■ **GESTELLTE AUFGABE A**:
Beantworte anhand des Textauszugs diese Fragen:
(i) Welche Schule besucht Lara?
(ii) In welche Klasse geht Paul?
(iii) Welche Note reicht Sarah nicht aus?
■ **GESTELLTE AUFGABE B**:
Passen die folgenden Aussagen zum Textauszug? Antworte jeweils mit Ja oder Nein und zitiere die entscheidenden Worte.
(i) Sarah ist in ihren mündlichen Beiträgen eine Einserkandidatin.
(ii) Paul lernt zu Hause mit seinem Papa.
(iii) Lara hält Mathe für ihre Stärke.
■ **GESTELLTE AUFGABE C**:
Gib den Teil des Textauszugs zwischen „Lara besucht die“ und „nicht erreichen könnte.“ wortgetreu wieder, beide Stellen eingeschlossen.

Autorin: Susanne Burkhardt  •  Lesezeit 4 Minuten  • 

Sarah 16

Sarah ist ein wundervoll spontanes, strahlendes Mädchen. Sie liebt die Bewegung, ihren Sport und sie geht gerne zur Schule. Sie ist intelligent und sprachbegabt. In ihren mündlichen Beiträgen durchweg eine Einserkandidatin. Hausaufgaben gelingen problemlos. Und doch hat sie den Weg zu mir, in die lerntherapeutische Praxis gesucht. Warum? In Testsituationen kann sie ihre Leistungen nicht zeigen, nicht abrufen. Testsituationen fordern Sarah heraus, setzen sie unter Druck. Sie möchte unter allen Umständen ihre Leistung zeigen und eine gute Note schreiben. Mindestens eine 2. Eine 3 reicht ihr nicht aus. Sie selbst beschreibt sich als sehr anspruchsvoll und dass sie hohe Erwartungen an sich hat. „Das hat sich so entwickelt, so ergeben. In meiner Schule, schon ab der 5. Klasse, waren alle so drauf. Wenn Du keine guten Noten gehabt hast, dann wurdest Du von den anderen nicht anerkannt,“ erzählt Sarah im Erstgespräch. Sie leidet darunter, dass sie ihre Fähigkeiten in Klassenarbeiten nicht zeigen kann und es zu einer Blockade kommt.

Lara 9

Lara besucht die Realschule. „Mathe ist nicht meine Stärke“, sagt sie. Dagegen ist sie herausragend sprachbegabt. Das genügt ihr aber nicht! Sie möchte genauso gut sein im Kopfrechnen wie ihre Mitschüler. Häufig denkt Lara, sie kann es nicht! Und sie macht sich große Sorgen, dass sie deswegen das Klassenziel nicht erreichen könnte.

Paul 9

Paul geht in die 4. Klasse. Er hat eine Lese-Rechtschreibschwäche. Diese fordert ihn jeden Tag heraus. Das Lesen fällt ihm nicht leicht. Trotzdem ist er sehr bemüht und möchte gute Noten in der Schule erzielen – denn er möchte doch so gerne auf die Realschule. Mit schlechten Noten geht das ja nicht! „Und obwohl ich mich so anstrenge und zu Hause mit meiner Mama ganz viel lerne, gelingt es mir nicht, auch mal eine 2 zu schreiben. Das ist so doof“, sagt Paul. So enorm frustrierend, dass Paul gar nicht mehr mit seinen Hausaufgaben anfangen möchte oder während den Hausaufgaben abschweift und zu träumen anfängt. Immer dieses Gefühl zu haben, den Anforderungen der Schule und seinen eigenen Erwartungen nicht gerecht werden zu können. Nicht zu genügen.

Da musst du durch!?!?

Was brauchen sie, Sarah, Lara und Paul, um aus dieser andauernden Stresssituation aussteigen zu können? Geht das überhaupt? Wie ist das, schon in jungen Jahren sich mit Stress konfrontiert zu erleben? Wird dies als normaler dazugehöriger Zustand integriert? Da musst Du jetzt halt durch! So ist das Leben! Das schulische System an die Vielzahl der Bedürfnisse der Kinder und Jugendlichen anzupassen, ist und bleibt ein Wunschgedanke.

■ **QUELLDATEN**:
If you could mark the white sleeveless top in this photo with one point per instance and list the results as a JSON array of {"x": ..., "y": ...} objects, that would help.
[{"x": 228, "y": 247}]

■ **SCHRIFTLICHE ANTWORT A**:
(i) Die Realschule.
(ii) In die 4. Klasse.
(iii) Eine 3.

■ **SCHRIFTLICHE ANTWORT B**:
(i) Ja: „In ihren mündlichen Beiträgen durchweg eine Einserkandidatin.“
(ii) Nein: „zu Hause mit meiner Mama ganz viel lerne“
(iii) Nein: „Mathe ist nicht meine Stärke“

■ **SCHRIFTLICHE ANTWORT C**:
Lara besucht die Realschule. „Mathe ist nicht meine Stärke“, sagt sie. Dagegen ist sie herausragend sprachbegabt. Das genügt ihr aber nicht! Sie möchte genauso gut sein im Kopfrechnen wie ihre Mitschüler. Häufig denkt Lara, sie kann es nicht! Und sie macht sich große Sorgen, dass sie deswegen das Klassenziel nicht erreichen könnte.